Quoted passage:
+ + +

In the summer of 2018, the HOA's contractor removed and replaced the roof and replaced the third-floor deck and HVAC equipment installed on the roof. After that work was completed, additional water leaks occurred in a unit and the second-floor lobby. The HOA conducted an intrusive investigation of the ceiling and wall cavities, revealing structural and other interior damage to a beam and roof joists and sheathing, which required structural repairs. And during mold remediation work in December 2018, rotted joists were discovered above the same second-floor lobby area where Cardillo had found water-related stains and decay.
In September 2019, the HOA's insurance agent informed Acuity of the additional damage, including the rotting joists. In October 2019, Acuity issued a payment for rot damage but declined to pay for the other damage. Acuity's letter to the HOA explained that the coverage decision was based on the Cardillo report and several of the Policy's coverage exclusions, including the long-term leakage exclusion. The letter invited the HOA to provide "additional information or proof" it wanted Acuity to consider. Id., vol. I at 243. A few days later, the HOA's insurance agent contacted Acuity, and Acuity continued to adjust the claim. The HOA disputes whether the letter effectively reserved Acuity's right to deny, or denied, coverage.

+ + +

Stored data:
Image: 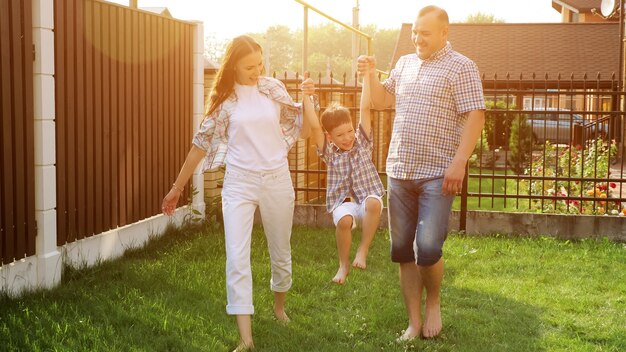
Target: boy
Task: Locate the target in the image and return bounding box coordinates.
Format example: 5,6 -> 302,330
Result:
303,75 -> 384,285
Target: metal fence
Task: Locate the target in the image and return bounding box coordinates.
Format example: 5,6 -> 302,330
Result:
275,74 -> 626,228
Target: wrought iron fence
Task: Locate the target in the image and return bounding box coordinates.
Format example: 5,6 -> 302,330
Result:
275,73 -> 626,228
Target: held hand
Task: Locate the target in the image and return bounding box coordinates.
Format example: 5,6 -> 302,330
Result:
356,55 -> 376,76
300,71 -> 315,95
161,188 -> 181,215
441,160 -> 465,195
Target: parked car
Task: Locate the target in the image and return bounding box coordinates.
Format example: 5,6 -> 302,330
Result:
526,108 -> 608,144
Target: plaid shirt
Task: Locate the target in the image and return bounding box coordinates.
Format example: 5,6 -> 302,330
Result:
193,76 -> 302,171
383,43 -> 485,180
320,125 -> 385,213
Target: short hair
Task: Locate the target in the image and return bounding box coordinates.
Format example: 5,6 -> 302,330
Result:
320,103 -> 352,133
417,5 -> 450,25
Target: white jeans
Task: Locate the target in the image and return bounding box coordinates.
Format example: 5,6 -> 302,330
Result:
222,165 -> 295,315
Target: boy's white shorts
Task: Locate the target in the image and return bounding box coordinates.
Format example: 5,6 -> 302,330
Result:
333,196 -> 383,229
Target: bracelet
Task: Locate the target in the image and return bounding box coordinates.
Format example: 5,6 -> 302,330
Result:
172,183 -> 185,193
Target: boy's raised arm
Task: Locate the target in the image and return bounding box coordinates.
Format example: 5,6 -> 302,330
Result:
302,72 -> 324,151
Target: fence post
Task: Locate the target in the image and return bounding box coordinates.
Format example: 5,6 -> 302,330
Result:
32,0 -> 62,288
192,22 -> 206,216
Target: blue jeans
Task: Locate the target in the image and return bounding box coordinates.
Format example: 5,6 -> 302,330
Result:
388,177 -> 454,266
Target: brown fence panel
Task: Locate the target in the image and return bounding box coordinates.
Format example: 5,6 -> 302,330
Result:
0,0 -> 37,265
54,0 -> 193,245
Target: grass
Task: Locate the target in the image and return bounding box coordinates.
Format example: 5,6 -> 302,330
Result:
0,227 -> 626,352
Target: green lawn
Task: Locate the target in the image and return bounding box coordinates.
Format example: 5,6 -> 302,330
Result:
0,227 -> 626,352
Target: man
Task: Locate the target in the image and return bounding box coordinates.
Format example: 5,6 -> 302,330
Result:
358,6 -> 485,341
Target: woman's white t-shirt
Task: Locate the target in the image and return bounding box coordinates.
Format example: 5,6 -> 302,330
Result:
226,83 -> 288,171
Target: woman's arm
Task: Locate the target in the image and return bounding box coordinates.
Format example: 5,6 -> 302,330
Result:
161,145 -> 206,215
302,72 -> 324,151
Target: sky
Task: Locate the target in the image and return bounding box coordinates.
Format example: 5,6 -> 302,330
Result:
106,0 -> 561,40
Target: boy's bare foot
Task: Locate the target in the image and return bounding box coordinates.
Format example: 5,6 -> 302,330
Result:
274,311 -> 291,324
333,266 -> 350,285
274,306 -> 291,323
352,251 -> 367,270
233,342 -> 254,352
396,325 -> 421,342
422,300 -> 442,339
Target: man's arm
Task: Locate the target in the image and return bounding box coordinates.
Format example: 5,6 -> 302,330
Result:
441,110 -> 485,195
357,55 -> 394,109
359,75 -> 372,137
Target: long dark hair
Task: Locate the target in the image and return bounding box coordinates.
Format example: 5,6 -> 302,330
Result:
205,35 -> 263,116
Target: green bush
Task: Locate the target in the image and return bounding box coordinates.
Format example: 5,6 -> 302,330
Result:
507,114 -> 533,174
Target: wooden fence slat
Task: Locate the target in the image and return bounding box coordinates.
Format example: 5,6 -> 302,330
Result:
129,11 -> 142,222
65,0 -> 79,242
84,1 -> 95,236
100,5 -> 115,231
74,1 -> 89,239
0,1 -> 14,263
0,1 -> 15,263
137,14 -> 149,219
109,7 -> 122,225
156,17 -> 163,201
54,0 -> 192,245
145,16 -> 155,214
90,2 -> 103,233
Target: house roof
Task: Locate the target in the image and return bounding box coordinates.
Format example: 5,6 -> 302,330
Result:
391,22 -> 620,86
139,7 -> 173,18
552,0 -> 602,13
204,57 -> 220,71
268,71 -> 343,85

+ + +

Given problem 1:
Answer the following questions using the passage on the HOA's insurance claim:
(a) During what work were rotted joists discovered in December 2018?
(b) In what month and year did Acuity issue a payment for rot damage?
(c) Which of the Policy's coverage exclusions does the text name specifically as a basis for Acuity's coverage decision?
Given problem 2: Revise the passage on the HOA's insurance claim from "In the summer" to "stains and decay.", changing "beam" to "girder".

Final answer 1:
(a) Mold remediation work.
(b) October 2019.
(c) The long-term leakage exclusion.

Final answer 2:
In the summer of 2018, the HOA's contractor removed and replaced the roof and replaced the third-floor deck and HVAC equipment installed on the roof. After that work was completed, additional water leaks occurred in a unit and the second-floor lobby. The HOA conducted an intrusive investigation of the ceiling and wall cavities, revealing structural and other interior damage to a girder and roof joists and sheathing, which required structural repairs. And during mold remediation work in December 2018, rotted joists were discovered above the same second-floor lobby area where Cardillo had found water-related stains and decay.